→ Problem details:
Rewrite the rows below as a numbered list, leaving out any blank lines.

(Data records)
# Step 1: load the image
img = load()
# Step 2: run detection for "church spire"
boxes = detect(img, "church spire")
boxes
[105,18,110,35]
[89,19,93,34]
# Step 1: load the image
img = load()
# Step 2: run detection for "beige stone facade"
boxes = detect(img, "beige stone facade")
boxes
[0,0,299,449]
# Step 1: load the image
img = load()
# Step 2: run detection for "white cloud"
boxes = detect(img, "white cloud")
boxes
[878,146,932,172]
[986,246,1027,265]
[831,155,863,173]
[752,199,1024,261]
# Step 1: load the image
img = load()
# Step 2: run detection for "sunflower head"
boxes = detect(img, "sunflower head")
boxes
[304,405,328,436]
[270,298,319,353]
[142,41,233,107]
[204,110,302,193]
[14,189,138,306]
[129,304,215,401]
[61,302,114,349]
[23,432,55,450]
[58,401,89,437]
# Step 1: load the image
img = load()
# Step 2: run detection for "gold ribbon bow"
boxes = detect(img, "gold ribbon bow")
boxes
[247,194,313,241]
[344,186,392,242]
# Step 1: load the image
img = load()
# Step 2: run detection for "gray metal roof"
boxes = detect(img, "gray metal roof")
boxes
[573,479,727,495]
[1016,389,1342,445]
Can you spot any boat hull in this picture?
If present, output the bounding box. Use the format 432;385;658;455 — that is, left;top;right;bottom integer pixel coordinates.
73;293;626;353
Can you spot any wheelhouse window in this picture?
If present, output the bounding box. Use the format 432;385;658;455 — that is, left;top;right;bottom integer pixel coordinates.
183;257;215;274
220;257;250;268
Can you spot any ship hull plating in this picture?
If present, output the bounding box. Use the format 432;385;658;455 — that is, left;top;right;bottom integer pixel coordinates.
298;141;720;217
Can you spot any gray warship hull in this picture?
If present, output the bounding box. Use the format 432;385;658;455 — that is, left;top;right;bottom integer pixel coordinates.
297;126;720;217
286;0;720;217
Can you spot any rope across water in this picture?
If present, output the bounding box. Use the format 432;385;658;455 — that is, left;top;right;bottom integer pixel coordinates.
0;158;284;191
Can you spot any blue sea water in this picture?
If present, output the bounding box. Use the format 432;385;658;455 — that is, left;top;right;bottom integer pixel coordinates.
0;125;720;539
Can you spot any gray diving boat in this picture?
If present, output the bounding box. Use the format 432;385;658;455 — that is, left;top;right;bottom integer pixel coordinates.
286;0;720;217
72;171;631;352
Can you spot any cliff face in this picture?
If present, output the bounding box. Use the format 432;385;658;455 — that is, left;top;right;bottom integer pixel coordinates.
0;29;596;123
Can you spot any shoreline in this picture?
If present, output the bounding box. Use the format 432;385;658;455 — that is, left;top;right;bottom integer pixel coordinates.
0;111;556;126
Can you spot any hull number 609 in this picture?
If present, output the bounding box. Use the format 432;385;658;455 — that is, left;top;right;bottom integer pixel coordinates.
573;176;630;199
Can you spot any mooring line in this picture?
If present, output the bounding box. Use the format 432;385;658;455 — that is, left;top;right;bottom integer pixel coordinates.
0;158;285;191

→ Output of the exercise:
1. # Step 1: load the image
2. img = load()
3. # Step 2: run detection for "church spire"
4. boxes = detect(img, "church spire")
5. boxes
6. [105,18,110,35]
7. [89,19,93,34]
8. # Step 1: load the image
9. img = load()
10. # Step 2: run detection for "beige stone facade"
11. boxes = detect(img, "beige stone facade")
12. boxes
13. [0,0,299,449]
14. # Step 1: load the image
15. img = load()
16. # Step 2: run detection for "white cloud"
17. boxes = detect(img, "white cloud")
18. boxes
19. [878,146,932,172]
20. [986,246,1027,265]
21. [831,155,863,173]
22. [752,199,1024,261]
23. # Step 1: load the image
24. img = load()
25. # Step 2: run detection for "sunflower head"
26. boxes = detect(img, "sunflower head")
27. boxes
28. [304,405,328,436]
29. [270,298,319,353]
30. [142,41,233,107]
31. [204,110,302,193]
32. [14,189,138,306]
33. [129,304,215,401]
34. [61,302,114,349]
35. [23,432,55,450]
36. [58,401,89,437]
37. # Step 1: load the image
38. img = load()
39. # Step 2: run detection for "gold ribbon bow"
40. boxes = detect(img, "gold ribbon bow")
41. boxes
42. [247,194,313,241]
43. [344,186,392,242]
44. # Step 1: load the image
45. img = load()
46. # Step 2: run detection for "gray metal roof"
47. boxes = detect(img, "gray metal roof")
48. boxes
49. [573,479,727,495]
50. [1016,389,1342,445]
51. Can you spot any boat hull in this picture?
52. If present, output the bounding box. Use the format 432;385;658;455 — that is, left;top;right;bottom integer pixel coordinates.
53. 73;293;626;353
54. Can you spot any wheelhouse window in this picture?
55. If present, output the bounding box. Use the format 432;385;658;455 — that is, left;top;right;bottom integer pixel coordinates.
56. 183;257;215;274
57. 220;257;250;268
58. Can you spot any ship hull plating in this picture?
59. If present, output the bounding box. Use the format 432;385;658;455 — that is, left;top;right;bottom integer pixel coordinates.
60. 298;141;720;217
61. Can you spot any gray warship hull in this picture?
62. If present, output the bounding box. Use the format 432;385;658;455 — that is, left;top;right;bottom integer pixel coordinates.
63. 297;126;720;217
64. 286;0;720;217
65. Can you spot any rope across water in this picture?
66. If present, output the bounding box. Use the format 432;385;658;455 — that is, left;top;right;bottom integer pixel coordinates.
67. 0;158;284;191
68. Can you spot any blue sea water in this picture?
69. If present, output the bounding box. Use the format 432;385;658;455 — that is, left;top;right;bottom integer pixel coordinates.
70. 0;125;720;539
71. Can you spot any gray diving boat in this picture?
72. If present, output the bounding box. Use the format 432;385;658;455 — that is, left;top;right;bottom integer pixel coordinates.
73. 286;0;720;217
74. 72;171;631;352
75. Can you spot any cliff face in this picture?
76. If present, output the bounding box. Use the format 432;385;658;455 — that is, left;top;right;bottom integer pixel coordinates.
77. 0;29;596;123
78. Can you spot any shoreline in this picture?
79. If present, output the bounding box. Use the format 432;385;658;455 — that is, left;top;right;bottom integer pixel coordinates.
80. 0;111;556;126
81. Can you spot any hull number 609 in this picture?
82. If present, output the bounding box. Use the format 432;385;658;455 — that is, left;top;right;bottom integer pixel coordinates.
83. 573;176;630;199
84. Can you spot any mooring line in this picture?
85. If present, output the bounding box. Use the format 432;385;658;455 — that is, left;top;right;bottom integer pixel coordinates.
86. 0;158;285;191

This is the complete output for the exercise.